> **Exercise**
Convert every item below into a JSON array of strings, with one string per line and blank lines omitted.

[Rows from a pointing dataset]
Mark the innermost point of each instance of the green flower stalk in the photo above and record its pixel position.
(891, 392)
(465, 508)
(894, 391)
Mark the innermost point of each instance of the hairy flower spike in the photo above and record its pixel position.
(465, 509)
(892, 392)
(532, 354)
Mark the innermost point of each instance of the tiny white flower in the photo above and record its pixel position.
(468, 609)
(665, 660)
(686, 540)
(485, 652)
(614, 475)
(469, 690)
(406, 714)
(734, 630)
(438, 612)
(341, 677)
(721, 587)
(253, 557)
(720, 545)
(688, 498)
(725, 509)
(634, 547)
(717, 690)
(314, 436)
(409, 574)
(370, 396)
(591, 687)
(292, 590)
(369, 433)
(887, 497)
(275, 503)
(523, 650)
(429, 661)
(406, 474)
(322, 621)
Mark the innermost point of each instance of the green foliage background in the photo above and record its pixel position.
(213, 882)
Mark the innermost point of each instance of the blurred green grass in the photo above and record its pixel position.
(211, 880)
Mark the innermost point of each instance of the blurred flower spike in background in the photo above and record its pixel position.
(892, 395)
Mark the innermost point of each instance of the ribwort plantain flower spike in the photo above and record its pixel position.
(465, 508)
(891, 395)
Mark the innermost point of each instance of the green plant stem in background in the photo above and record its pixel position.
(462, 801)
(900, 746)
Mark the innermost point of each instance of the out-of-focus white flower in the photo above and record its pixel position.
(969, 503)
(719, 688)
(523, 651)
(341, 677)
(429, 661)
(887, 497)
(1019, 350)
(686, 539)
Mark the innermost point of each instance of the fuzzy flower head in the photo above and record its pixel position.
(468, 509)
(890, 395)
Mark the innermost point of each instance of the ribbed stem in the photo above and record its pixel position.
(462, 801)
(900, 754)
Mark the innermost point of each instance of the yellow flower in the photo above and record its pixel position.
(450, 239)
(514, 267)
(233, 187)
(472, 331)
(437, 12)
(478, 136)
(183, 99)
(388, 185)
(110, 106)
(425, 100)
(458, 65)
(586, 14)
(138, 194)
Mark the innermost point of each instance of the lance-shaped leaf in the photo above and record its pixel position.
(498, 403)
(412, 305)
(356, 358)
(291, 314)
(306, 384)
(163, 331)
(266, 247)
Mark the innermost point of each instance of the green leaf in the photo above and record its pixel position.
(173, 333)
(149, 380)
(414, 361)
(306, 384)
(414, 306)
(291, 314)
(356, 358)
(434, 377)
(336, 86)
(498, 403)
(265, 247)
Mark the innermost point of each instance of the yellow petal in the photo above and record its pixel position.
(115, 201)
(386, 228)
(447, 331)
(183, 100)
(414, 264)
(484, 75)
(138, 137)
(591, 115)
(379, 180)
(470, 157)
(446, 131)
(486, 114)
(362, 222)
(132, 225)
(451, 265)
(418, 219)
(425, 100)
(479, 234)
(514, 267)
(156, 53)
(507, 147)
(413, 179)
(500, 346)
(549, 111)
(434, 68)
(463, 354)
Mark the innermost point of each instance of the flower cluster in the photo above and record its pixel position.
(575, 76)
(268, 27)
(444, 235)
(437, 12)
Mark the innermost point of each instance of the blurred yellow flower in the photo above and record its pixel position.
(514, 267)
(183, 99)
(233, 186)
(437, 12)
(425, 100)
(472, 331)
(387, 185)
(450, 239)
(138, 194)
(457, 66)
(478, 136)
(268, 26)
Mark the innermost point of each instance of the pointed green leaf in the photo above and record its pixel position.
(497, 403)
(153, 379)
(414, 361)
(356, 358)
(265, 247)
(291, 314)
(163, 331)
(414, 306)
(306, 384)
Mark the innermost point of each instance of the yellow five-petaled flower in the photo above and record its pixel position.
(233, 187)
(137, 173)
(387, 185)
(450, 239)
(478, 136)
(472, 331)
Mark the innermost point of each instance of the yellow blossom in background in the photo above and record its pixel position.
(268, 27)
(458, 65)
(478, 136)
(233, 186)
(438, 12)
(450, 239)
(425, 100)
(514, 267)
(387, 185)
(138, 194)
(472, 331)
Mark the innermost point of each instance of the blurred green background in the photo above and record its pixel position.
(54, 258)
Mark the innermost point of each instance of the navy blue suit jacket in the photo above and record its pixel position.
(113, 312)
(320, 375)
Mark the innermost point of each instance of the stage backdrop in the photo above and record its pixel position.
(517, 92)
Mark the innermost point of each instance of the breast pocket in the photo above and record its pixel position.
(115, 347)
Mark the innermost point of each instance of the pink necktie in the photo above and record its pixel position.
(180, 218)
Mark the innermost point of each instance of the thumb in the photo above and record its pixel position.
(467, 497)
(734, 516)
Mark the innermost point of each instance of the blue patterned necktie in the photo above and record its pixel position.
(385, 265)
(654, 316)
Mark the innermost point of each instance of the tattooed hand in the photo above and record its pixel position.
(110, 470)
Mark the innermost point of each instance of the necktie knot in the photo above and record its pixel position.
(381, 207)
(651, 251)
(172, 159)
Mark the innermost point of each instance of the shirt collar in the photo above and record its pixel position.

> **Response**
[
  "Mark the innermost point of each instance of the green flower stalk in the photo above and record its pixel position.",
  "(891, 392)",
  "(465, 508)",
  "(894, 391)",
  "Mark the innermost point of each instance of the hairy flower spike in the photo above and record its pixel position.",
  "(465, 509)",
  "(892, 392)",
  "(532, 354)",
  "Mark the innermost point of each instance of the tiny white flower in the photo above and record its pixel position.",
  "(468, 609)",
  "(665, 660)",
  "(686, 540)",
  "(485, 652)",
  "(614, 475)",
  "(469, 690)",
  "(406, 714)",
  "(734, 630)",
  "(438, 612)",
  "(341, 677)",
  "(721, 587)",
  "(253, 557)",
  "(720, 545)",
  "(688, 498)",
  "(725, 509)",
  "(634, 547)",
  "(717, 690)",
  "(314, 436)",
  "(409, 574)",
  "(370, 396)",
  "(591, 687)",
  "(292, 590)",
  "(369, 433)",
  "(887, 497)",
  "(275, 503)",
  "(523, 650)",
  "(429, 661)",
  "(406, 474)",
  "(322, 621)",
  "Mark the innermost point of each instance of the green foliage background in the photo above and record its pixel position.",
  "(213, 882)",
  "Mark the innermost point of each instance of the blurred green grass in the photo above and record its pixel position.",
  "(211, 880)",
  "Mark the innermost point of each instance of the blurred flower spike in background in the photo above and record its pixel position.",
  "(892, 395)",
  "Mark the innermost point of each instance of the ribwort plantain flower spike in the photo above and record its pixel position.",
  "(465, 508)",
  "(891, 395)",
  "Mark the innermost point of each instance of the green plant stem in background in the photo above and record its pixel position.",
  "(462, 801)",
  "(900, 746)",
  "Mark the innermost point of each instance of the out-of-focus white flower in the photo above and record its pixel position.",
  "(969, 503)",
  "(719, 688)",
  "(523, 651)",
  "(341, 677)",
  "(429, 661)",
  "(887, 497)",
  "(1019, 350)",
  "(686, 539)",
  "Mark the innermost point of each instance of the fuzzy flower head in the photo above and record its pixel position.",
  "(468, 509)",
  "(890, 395)",
  "Mark the innermost point of each instance of the ribbed stem in the photo above and record its pixel position.",
  "(462, 801)",
  "(900, 754)",
  "Mark the innermost point of each instance of the yellow flower in the photo above and record its pixel position.",
  "(450, 239)",
  "(514, 267)",
  "(233, 187)",
  "(472, 331)",
  "(437, 12)",
  "(478, 136)",
  "(183, 99)",
  "(388, 185)",
  "(110, 106)",
  "(425, 100)",
  "(458, 65)",
  "(586, 14)",
  "(138, 194)",
  "Mark the innermost point of each instance of the lance-shaped leaf in the photo above and record its pixel position.",
  "(498, 403)",
  "(412, 305)",
  "(356, 358)",
  "(291, 314)",
  "(306, 384)",
  "(163, 331)",
  "(266, 247)",
  "Mark the innermost point of each instance of the green leaf in the photo above and record its pixel position.",
  "(173, 333)",
  "(149, 380)",
  "(414, 361)",
  "(306, 384)",
  "(414, 306)",
  "(291, 314)",
  "(356, 358)",
  "(434, 377)",
  "(336, 86)",
  "(498, 403)",
  "(265, 247)",
  "Mark the innermost point of each instance of the yellow petal in the photo above and record its pixel position.",
  "(115, 201)",
  "(386, 228)",
  "(447, 331)",
  "(183, 100)",
  "(414, 264)",
  "(484, 75)",
  "(138, 137)",
  "(591, 115)",
  "(379, 180)",
  "(470, 157)",
  "(446, 131)",
  "(486, 114)",
  "(362, 222)",
  "(132, 225)",
  "(451, 265)",
  "(418, 219)",
  "(425, 100)",
  "(479, 234)",
  "(514, 267)",
  "(156, 53)",
  "(507, 147)",
  "(413, 179)",
  "(500, 346)",
  "(549, 111)",
  "(434, 68)",
  "(463, 354)",
  "Mark the innermost point of each instance of the flower cluster in the photo above and record its pixel position.",
  "(575, 76)",
  "(268, 27)",
  "(444, 235)",
  "(437, 12)",
  "Mark the innermost point of each instance of the blurred yellow flower in the photo above and record its pixel position.",
  "(514, 267)",
  "(183, 99)",
  "(233, 186)",
  "(437, 12)",
  "(425, 100)",
  "(472, 331)",
  "(387, 185)",
  "(450, 239)",
  "(138, 194)",
  "(457, 66)",
  "(478, 136)",
  "(268, 26)",
  "Mark the innermost point of each instance of the pointed green leaf in the photo above and record its pixel position.",
  "(497, 403)",
  "(153, 379)",
  "(414, 361)",
  "(356, 358)",
  "(265, 247)",
  "(291, 314)",
  "(163, 331)",
  "(414, 306)",
  "(306, 384)",
  "Mark the innermost point of each instance of the yellow five-petaled flower in the photo above and record its pixel position.",
  "(233, 187)",
  "(137, 173)",
  "(387, 185)",
  "(450, 239)",
  "(478, 136)",
  "(472, 331)",
  "Mark the innermost point of each instance of the yellow blossom in background in the photo above and record its pixel position.",
  "(268, 27)",
  "(458, 65)",
  "(478, 136)",
  "(233, 186)",
  "(438, 12)",
  "(450, 239)",
  "(425, 100)",
  "(514, 267)",
  "(387, 185)",
  "(138, 194)",
  "(472, 331)",
  "Mark the innermost point of each instance of the blurred green background in the photo above and record its pixel position.",
  "(54, 258)",
  "Mark the innermost point of each instance of the navy blue suit jacket in the photo above and record its pixel position.",
  "(113, 312)",
  "(320, 375)",
  "Mark the innermost point of each instance of the stage backdrop in the photo above and record its pixel position.",
  "(517, 92)",
  "Mark the innermost point of each instance of the breast pocket in the photo above and record its pixel position.",
  "(115, 347)",
  "Mark the innermost point of each instance of the pink necktie in the photo above and record its pixel position.",
  "(180, 218)",
  "Mark the innermost point of each instance of the thumb in the photo above and record its pixel position.",
  "(467, 497)",
  "(734, 516)",
  "Mark the innermost point of each instance of the blue patterned necktie in the photo above and record its pixel position.",
  "(385, 265)",
  "(654, 316)",
  "Mark the innermost point of each instance of the tattooed hand in the photo above and record its pixel position.",
  "(110, 470)",
  "Mark the innermost point of each instance of the necktie knot in the photo above and record its pixel position.",
  "(381, 207)",
  "(651, 251)",
  "(172, 159)",
  "Mark the innermost point of each instance of the shirt collar in the photo above and record its pixel position."
]